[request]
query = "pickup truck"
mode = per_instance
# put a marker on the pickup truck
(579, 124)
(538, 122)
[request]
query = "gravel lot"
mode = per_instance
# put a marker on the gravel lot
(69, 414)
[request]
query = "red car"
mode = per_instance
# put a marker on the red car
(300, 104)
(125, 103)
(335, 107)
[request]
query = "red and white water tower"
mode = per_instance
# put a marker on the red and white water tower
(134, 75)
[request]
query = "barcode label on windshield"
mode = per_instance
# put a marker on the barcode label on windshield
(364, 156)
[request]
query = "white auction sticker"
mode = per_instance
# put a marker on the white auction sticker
___
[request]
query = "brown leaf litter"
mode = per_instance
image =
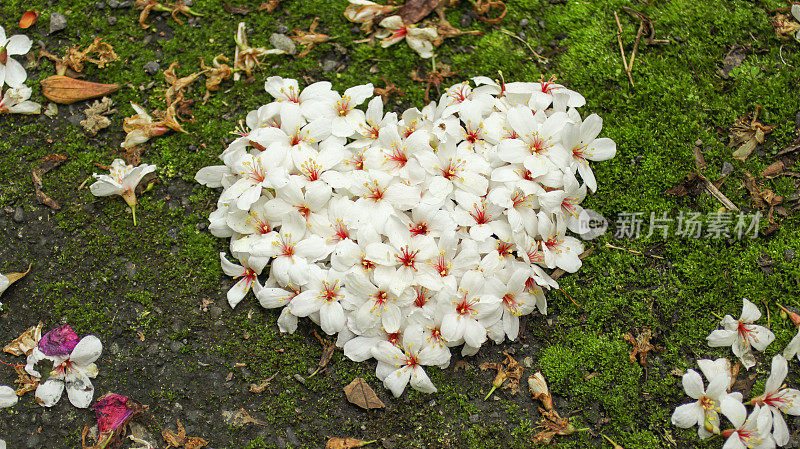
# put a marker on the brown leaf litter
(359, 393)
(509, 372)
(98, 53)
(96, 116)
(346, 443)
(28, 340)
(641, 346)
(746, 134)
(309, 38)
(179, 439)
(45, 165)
___
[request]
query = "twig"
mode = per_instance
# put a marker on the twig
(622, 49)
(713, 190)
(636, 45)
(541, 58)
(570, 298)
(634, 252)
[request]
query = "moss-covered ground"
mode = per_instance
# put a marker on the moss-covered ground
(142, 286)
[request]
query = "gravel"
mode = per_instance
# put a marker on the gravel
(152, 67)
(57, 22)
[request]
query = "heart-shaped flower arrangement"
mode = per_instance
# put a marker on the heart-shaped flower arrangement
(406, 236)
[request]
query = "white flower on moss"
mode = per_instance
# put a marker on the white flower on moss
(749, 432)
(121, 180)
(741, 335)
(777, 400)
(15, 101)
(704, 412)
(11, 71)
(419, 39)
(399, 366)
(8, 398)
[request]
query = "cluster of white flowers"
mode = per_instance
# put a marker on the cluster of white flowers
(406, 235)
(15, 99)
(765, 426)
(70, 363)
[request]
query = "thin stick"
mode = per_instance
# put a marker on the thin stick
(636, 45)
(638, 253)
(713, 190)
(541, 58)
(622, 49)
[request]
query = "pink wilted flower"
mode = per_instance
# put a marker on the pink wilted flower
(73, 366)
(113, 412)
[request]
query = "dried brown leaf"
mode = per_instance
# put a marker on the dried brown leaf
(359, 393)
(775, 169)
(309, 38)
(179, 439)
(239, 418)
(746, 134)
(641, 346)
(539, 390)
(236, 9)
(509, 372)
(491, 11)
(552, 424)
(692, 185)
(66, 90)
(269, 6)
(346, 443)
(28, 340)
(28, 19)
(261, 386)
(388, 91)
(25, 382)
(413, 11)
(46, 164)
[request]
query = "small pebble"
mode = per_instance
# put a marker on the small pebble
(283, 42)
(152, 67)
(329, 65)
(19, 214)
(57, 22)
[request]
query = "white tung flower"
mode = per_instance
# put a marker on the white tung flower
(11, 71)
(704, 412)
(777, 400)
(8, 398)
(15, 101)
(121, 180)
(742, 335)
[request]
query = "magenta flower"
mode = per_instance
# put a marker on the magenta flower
___
== What is required ==
Look through the entries above and quote exactly the lines from the line with "# put a marker on the pickup truck" to the line with "# put a marker on the white auction sticker", counting both of those lines.

== Result of this task ==
# put a marker on the pickup truck
(579, 124)
(538, 122)
[request]
query = "gravel lot"
mode = per_instance
# put a marker on the gravel lot
(69, 414)
[request]
query = "red car"
mode = per_instance
# put a marker on the red car
(300, 104)
(125, 103)
(335, 107)
[request]
query = "red and white water tower"
mode = per_instance
# put a marker on the red and white water tower
(134, 75)
[request]
query = "barcode label on windshield"
mode = per_instance
# put a marker on the barcode label on windshield
(364, 156)
[request]
query = "white auction sticker"
mode = per_instance
# put a marker on the white auction sticker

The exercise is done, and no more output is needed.